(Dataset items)

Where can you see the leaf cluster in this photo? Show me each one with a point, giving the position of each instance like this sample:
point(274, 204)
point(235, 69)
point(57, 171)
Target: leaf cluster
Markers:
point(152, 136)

Task prompt:
Can you rewrite every line of the entries above as a numbered list and leave out any blank lines?

Solution to this task:
1. Where can you see the leaf cluster in this photo? Show me each one with a point, giving the position of each instance like this sample:
2. point(274, 204)
3. point(235, 69)
4. point(57, 171)
5. Target: leaf cluster
6. Markers:
7. point(152, 136)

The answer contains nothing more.